Stored data entries:
┄┄┄┄┄┄┄┄┄┄

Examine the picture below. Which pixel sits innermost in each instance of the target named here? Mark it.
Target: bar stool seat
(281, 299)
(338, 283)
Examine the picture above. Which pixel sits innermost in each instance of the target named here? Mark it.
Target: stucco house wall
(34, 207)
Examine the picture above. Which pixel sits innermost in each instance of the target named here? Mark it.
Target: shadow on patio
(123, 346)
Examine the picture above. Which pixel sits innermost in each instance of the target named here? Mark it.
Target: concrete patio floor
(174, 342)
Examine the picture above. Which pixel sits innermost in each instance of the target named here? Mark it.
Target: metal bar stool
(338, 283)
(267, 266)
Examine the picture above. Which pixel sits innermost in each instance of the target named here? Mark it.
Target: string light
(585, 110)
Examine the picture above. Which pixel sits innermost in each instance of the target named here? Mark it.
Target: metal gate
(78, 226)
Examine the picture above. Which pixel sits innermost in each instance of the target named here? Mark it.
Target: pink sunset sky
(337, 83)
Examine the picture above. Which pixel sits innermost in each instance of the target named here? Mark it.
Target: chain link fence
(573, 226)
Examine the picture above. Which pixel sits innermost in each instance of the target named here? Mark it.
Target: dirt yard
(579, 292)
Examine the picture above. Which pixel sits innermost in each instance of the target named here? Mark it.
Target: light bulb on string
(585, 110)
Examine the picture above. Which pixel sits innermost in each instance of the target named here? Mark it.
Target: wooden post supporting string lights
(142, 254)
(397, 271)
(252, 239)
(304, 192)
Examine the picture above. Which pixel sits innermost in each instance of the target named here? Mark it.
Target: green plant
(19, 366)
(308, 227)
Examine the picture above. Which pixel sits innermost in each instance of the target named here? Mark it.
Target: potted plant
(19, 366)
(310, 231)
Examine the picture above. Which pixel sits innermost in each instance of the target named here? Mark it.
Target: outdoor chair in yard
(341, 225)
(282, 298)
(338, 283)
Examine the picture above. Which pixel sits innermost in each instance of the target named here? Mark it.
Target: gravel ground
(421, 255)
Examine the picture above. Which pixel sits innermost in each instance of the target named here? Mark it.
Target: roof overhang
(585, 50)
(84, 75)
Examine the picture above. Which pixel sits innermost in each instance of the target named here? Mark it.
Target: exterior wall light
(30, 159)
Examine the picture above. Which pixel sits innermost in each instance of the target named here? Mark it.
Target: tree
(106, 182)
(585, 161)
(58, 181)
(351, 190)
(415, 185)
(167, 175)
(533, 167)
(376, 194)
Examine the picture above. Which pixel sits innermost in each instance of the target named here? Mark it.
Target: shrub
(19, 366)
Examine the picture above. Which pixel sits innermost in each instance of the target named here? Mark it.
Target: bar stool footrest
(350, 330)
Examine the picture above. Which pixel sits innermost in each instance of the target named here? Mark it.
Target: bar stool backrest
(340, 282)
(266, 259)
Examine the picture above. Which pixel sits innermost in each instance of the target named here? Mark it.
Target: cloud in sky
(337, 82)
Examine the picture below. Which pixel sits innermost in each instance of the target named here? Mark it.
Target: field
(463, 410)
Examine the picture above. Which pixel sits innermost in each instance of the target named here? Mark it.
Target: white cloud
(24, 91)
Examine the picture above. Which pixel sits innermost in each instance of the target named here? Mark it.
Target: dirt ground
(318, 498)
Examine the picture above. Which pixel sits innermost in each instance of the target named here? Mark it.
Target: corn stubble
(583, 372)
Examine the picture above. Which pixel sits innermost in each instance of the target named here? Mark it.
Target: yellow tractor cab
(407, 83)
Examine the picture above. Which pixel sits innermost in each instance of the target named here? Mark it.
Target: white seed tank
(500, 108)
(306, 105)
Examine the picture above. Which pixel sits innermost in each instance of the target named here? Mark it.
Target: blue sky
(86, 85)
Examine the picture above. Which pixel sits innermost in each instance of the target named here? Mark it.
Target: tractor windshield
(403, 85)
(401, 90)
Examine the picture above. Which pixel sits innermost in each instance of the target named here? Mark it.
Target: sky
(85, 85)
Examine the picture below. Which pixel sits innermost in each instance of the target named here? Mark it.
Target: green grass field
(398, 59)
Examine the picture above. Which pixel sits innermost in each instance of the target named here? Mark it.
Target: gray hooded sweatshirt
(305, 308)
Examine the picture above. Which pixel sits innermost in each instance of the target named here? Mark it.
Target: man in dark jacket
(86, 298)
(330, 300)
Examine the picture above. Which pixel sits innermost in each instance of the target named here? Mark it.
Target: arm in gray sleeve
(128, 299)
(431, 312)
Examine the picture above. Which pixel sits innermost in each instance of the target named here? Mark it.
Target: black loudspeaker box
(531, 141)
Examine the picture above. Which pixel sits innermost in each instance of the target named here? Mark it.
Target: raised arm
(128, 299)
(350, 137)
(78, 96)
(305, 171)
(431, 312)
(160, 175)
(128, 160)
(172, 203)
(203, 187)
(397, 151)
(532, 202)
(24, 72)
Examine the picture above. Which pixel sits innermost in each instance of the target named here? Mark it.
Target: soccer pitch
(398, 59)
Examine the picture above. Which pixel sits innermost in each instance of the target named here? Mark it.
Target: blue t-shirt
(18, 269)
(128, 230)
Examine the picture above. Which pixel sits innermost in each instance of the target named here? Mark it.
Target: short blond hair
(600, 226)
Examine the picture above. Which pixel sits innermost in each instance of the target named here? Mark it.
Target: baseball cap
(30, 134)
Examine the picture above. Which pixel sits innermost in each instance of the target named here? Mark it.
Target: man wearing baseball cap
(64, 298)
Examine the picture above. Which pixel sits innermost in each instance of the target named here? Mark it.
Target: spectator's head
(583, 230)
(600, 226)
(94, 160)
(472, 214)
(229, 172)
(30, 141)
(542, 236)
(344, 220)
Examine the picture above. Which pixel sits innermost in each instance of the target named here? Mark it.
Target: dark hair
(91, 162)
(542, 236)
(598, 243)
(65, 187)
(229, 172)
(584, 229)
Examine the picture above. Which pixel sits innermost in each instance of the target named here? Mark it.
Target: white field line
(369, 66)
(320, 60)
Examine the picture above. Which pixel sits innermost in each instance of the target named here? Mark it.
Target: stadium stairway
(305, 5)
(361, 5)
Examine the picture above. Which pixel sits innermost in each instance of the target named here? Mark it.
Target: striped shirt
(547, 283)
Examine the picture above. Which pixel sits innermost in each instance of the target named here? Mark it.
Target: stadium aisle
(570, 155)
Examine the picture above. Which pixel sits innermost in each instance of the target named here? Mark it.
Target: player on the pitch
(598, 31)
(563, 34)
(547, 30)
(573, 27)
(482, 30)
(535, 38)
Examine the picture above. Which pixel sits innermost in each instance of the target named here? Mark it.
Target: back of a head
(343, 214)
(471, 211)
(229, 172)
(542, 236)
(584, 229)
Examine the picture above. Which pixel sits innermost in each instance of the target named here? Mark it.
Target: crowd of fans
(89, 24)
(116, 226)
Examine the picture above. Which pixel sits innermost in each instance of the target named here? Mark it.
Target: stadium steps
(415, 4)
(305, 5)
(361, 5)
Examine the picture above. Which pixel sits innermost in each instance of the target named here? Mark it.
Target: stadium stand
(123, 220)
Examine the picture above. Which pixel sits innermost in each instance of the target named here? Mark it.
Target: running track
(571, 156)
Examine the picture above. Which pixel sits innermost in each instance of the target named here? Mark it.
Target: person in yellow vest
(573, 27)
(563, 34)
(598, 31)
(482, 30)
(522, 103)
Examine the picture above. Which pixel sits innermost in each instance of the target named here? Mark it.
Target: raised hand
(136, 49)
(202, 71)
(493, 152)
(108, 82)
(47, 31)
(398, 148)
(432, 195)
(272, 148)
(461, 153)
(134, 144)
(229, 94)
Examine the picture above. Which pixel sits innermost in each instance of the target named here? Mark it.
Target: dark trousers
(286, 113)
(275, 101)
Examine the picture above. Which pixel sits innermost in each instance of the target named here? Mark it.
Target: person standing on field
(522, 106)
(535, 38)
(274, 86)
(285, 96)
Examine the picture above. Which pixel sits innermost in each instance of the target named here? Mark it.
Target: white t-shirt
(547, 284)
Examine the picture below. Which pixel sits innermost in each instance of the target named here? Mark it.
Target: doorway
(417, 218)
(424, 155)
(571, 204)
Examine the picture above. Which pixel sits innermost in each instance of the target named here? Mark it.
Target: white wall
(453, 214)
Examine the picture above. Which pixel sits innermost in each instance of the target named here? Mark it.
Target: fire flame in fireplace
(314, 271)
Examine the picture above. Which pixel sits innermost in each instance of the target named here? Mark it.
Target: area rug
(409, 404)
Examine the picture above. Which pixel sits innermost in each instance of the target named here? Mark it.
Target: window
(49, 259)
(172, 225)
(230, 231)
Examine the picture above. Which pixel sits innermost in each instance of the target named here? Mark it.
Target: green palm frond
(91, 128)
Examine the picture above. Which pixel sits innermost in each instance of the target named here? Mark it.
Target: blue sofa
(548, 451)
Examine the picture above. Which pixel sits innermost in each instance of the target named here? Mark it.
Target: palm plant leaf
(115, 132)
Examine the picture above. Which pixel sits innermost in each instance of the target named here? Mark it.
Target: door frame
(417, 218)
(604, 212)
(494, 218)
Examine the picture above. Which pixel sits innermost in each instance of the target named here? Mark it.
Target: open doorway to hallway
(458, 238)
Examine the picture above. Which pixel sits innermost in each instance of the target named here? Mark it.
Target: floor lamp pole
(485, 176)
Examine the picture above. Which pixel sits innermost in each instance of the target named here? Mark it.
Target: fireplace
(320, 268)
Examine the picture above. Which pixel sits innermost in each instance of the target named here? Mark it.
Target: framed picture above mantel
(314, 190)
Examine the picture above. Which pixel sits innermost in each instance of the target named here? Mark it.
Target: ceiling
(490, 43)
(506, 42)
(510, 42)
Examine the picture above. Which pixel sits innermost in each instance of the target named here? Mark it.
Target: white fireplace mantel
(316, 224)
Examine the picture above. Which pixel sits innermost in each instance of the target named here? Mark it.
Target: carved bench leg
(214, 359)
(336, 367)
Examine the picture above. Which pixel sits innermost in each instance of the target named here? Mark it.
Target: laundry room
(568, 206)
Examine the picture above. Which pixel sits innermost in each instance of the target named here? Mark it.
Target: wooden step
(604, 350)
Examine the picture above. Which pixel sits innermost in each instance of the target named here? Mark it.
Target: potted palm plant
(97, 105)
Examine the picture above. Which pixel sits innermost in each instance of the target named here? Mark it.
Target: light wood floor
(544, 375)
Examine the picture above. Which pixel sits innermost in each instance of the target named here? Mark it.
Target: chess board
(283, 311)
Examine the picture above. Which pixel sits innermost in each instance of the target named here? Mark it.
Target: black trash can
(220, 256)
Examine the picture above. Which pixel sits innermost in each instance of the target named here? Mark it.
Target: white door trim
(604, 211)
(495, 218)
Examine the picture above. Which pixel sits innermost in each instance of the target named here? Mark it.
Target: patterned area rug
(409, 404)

┄┄┄┄┄┄┄┄┄┄

_Problem description_:
Set down the lines above exactly as written. Begin at the line containing "Target: fireplace" and stop after the last line.

_Task answer_:
Target: fireplace
(320, 268)
Examine the picture above. Which pixel sits innermost in each instance of the target named here? Mark it.
Target: framed picture above mantel
(314, 190)
Examine the picture above. Which pixel sits innermost in each instance of the target named here? Mark it.
Target: ceiling
(490, 43)
(506, 42)
(510, 42)
Examine the picture above. Which pixel sits innermost in each instance of the target named here? Mark it.
Target: white fireplace mantel
(316, 224)
Examine the picture above. Which pixel sits innermost in each instance of the target named here? Mark it.
Target: carved bench leg
(214, 359)
(336, 367)
Examine the picture above. Which pixel sits innermost in each instance of the target named here? Mark it.
Target: laundry room
(568, 206)
Examine the picture above. Which pixel sits innermost in each instance of the target named here? Mark it.
Target: wooden step
(604, 350)
Examine the picture above. Which pixel sits innermost in each instance of the target named here? Mark it.
Target: potted palm plant
(97, 105)
Examine the picture above. Which pixel sits innermost in each instance of the target named here? Mark it.
Target: light wood floor
(544, 375)
Examine the picture above. Which pixel sits innermost in each instance of the target named here? Mark it.
Target: chess board
(283, 311)
Examine the picture above. Which pixel sits innermost in each instance of the target named here? Mark it.
Target: black trash can
(220, 256)
Examine the picture above. Which pixel sits innermost in each instance of the target named here? Mark it.
Target: white door trim
(604, 211)
(495, 218)
Examine the picture above. Which pixel sits innermost in each instance of the target named here? Mark it.
Target: patterned area rug
(409, 404)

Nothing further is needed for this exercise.